**TASK DIRECTIONS**
In the data below, find the line containing "Where can the pile"; reproduce that line and all subsequent lines exactly, and nothing else.

**DATA FOR PROCESSING**
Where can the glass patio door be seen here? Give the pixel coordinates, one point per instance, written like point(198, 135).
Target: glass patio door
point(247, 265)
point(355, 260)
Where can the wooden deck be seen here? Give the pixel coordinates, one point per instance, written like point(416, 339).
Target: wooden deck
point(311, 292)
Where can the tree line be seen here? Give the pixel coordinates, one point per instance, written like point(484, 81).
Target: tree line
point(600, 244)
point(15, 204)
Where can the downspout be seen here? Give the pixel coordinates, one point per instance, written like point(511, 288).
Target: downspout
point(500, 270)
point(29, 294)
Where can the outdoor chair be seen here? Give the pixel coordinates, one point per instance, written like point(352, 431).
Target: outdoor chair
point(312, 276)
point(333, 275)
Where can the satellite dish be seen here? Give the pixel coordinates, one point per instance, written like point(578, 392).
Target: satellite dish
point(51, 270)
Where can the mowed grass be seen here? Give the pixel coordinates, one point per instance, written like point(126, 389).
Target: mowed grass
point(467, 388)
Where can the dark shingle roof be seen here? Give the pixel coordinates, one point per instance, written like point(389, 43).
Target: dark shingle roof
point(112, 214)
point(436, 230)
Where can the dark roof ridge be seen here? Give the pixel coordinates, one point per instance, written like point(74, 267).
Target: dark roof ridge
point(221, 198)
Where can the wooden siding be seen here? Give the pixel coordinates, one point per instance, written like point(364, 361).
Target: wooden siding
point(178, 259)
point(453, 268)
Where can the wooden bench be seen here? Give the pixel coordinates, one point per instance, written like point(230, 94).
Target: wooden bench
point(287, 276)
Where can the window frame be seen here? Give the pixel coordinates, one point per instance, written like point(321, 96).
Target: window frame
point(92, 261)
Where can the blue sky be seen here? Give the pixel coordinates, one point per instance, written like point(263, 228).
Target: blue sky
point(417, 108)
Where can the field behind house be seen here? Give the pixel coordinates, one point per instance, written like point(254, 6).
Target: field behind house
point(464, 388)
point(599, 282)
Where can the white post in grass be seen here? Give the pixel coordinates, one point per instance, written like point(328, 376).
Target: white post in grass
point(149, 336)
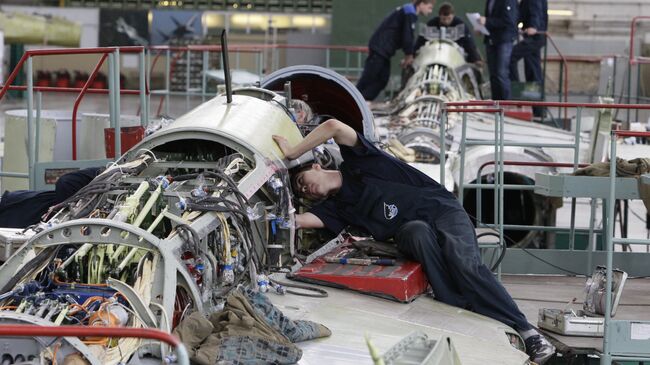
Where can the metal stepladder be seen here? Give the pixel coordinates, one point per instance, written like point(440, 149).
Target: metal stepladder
point(624, 340)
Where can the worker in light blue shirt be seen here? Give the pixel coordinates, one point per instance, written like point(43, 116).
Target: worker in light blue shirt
point(395, 31)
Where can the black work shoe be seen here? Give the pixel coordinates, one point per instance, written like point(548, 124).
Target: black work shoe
point(539, 349)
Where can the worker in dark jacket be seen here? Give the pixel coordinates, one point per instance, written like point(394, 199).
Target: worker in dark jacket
point(501, 21)
point(391, 200)
point(23, 208)
point(394, 32)
point(533, 15)
point(447, 19)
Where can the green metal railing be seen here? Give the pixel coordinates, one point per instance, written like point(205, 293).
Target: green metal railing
point(622, 340)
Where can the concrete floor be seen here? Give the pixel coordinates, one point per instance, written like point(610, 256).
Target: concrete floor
point(532, 292)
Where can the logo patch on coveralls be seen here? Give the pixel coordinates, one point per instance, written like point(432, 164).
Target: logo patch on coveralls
point(390, 211)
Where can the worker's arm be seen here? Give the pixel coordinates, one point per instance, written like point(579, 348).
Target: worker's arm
point(308, 220)
point(332, 128)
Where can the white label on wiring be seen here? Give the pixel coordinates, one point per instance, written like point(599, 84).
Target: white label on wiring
point(640, 331)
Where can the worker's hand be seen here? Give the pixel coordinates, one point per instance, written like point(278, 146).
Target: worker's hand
point(407, 61)
point(283, 144)
point(530, 31)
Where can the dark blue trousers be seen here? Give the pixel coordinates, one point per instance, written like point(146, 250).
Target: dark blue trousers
point(530, 50)
point(374, 78)
point(498, 58)
point(449, 254)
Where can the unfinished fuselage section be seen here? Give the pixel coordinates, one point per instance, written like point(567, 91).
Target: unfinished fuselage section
point(171, 228)
point(414, 118)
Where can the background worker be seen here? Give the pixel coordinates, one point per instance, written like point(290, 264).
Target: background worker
point(533, 14)
point(389, 199)
point(394, 32)
point(23, 208)
point(447, 19)
point(501, 21)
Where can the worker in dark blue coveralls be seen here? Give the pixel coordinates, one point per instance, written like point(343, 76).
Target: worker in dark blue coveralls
point(23, 208)
point(447, 19)
point(533, 15)
point(394, 32)
point(390, 199)
point(501, 21)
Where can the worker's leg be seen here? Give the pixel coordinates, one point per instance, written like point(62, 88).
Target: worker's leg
point(68, 184)
point(533, 60)
point(475, 281)
point(518, 52)
point(418, 241)
point(498, 57)
point(376, 73)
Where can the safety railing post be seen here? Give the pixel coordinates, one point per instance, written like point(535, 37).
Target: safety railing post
point(188, 60)
point(559, 108)
point(37, 125)
point(30, 121)
point(118, 119)
point(261, 63)
point(204, 77)
point(148, 68)
point(576, 160)
point(501, 184)
point(443, 147)
point(347, 63)
point(461, 179)
point(111, 91)
point(359, 67)
point(638, 90)
point(495, 175)
point(327, 58)
point(168, 61)
point(606, 358)
point(144, 111)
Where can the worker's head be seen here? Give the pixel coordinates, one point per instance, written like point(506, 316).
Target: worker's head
point(446, 14)
point(424, 7)
point(302, 111)
point(312, 182)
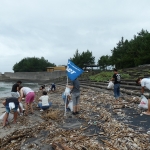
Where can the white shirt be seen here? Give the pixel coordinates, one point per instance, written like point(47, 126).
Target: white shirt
point(145, 82)
point(26, 90)
point(44, 100)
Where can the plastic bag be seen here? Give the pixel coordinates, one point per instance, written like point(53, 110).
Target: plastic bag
point(70, 105)
point(144, 103)
point(67, 91)
point(110, 85)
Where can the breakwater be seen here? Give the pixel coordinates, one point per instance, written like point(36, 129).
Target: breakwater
point(33, 76)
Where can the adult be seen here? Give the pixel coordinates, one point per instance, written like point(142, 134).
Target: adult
point(75, 90)
point(117, 79)
point(145, 83)
point(42, 88)
point(10, 103)
point(44, 104)
point(66, 97)
point(53, 87)
point(15, 89)
point(29, 97)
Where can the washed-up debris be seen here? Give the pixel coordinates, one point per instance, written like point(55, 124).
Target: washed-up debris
point(97, 128)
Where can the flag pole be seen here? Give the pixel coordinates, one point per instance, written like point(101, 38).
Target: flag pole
point(66, 99)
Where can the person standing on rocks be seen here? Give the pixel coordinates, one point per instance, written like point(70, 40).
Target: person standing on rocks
point(75, 90)
point(15, 89)
point(10, 103)
point(117, 79)
point(144, 82)
point(44, 104)
point(29, 97)
point(53, 87)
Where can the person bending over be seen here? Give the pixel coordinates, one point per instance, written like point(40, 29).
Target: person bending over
point(145, 83)
point(11, 102)
point(44, 104)
point(15, 89)
point(29, 98)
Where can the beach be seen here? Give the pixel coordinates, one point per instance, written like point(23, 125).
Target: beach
point(96, 127)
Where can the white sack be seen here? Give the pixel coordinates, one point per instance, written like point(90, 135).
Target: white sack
point(144, 102)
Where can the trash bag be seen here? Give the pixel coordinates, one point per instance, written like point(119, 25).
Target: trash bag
point(144, 102)
point(110, 85)
point(67, 91)
point(70, 105)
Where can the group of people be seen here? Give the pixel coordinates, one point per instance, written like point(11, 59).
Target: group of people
point(144, 82)
point(18, 93)
point(51, 88)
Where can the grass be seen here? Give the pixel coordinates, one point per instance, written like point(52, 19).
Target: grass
point(107, 75)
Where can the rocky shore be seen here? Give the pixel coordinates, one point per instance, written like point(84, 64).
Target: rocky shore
point(102, 124)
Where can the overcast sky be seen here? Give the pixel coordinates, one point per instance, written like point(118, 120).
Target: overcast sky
point(54, 29)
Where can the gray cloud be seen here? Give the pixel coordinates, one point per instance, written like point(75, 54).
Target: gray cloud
point(54, 29)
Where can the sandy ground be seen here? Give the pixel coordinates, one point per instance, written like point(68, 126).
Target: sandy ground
point(96, 122)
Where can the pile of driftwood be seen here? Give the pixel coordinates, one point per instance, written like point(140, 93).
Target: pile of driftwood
point(112, 134)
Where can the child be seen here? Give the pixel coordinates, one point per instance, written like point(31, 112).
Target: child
point(44, 104)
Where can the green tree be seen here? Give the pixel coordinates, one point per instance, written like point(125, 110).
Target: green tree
point(32, 64)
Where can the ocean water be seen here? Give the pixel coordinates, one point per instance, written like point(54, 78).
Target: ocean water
point(5, 88)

**THE COMPLETED TASK**
Where can the pile of driftwood be seen here? Give the pixel coordinates, one point per instance, written like point(140, 93).
Target: pile of driftwood
point(112, 134)
Where can the child be seen here? Give the pixel coordinates, one point per instance, written like point(31, 112).
Target: child
point(44, 104)
Where can the green tree be seen here? Give the pixel coordinates, one point per instance, written like point(125, 110).
Target: green tree
point(32, 64)
Where can the ocean water be seen here? Give the pixel coordinates, one point per instance, written like point(54, 78).
Target: ocean water
point(5, 88)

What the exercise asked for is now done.